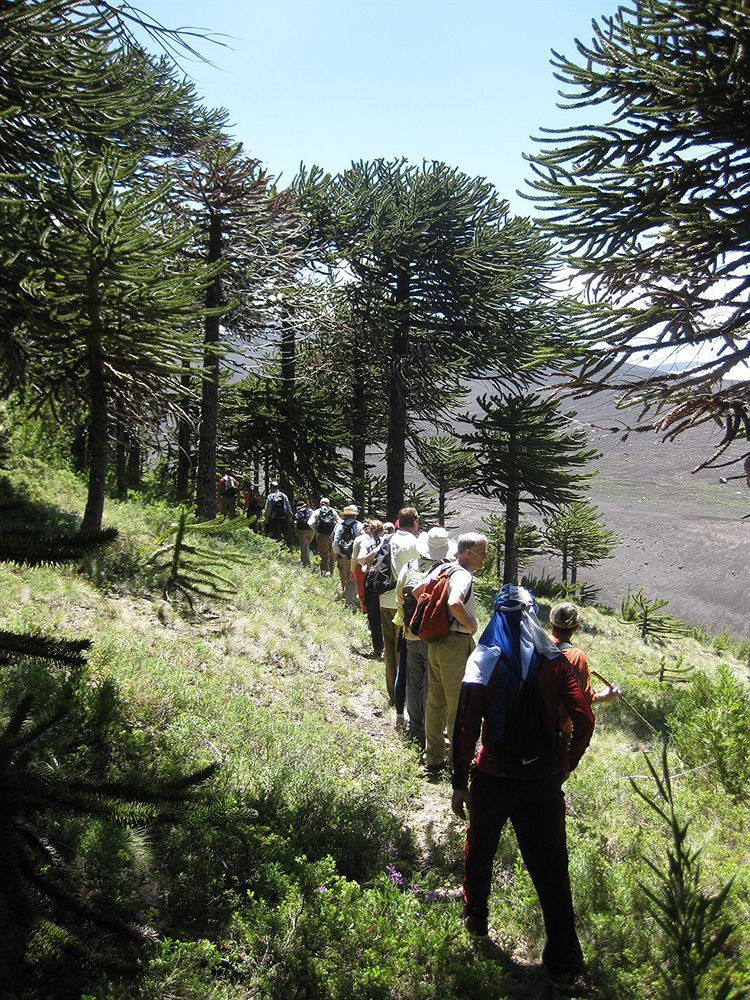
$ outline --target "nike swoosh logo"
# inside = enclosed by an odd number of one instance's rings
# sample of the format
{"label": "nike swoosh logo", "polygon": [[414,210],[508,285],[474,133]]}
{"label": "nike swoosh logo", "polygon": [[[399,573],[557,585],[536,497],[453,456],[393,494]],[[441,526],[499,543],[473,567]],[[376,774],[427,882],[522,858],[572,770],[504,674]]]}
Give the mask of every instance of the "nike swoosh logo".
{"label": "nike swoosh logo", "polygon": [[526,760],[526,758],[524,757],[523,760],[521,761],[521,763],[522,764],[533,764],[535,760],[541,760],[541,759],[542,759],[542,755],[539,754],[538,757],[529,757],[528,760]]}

──────────

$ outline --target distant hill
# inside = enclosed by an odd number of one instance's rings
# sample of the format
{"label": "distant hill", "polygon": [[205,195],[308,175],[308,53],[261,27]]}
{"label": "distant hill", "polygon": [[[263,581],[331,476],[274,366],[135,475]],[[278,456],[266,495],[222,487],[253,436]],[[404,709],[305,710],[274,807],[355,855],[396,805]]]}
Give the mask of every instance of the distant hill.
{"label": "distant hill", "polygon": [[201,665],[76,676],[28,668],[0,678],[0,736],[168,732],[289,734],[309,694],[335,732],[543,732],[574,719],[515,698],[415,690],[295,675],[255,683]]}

──────────

- Work item -
From the records, copy out each line that includes the string "target".

- Answer space -
$ outline --target "nike swoosh logo"
$ outline --target distant hill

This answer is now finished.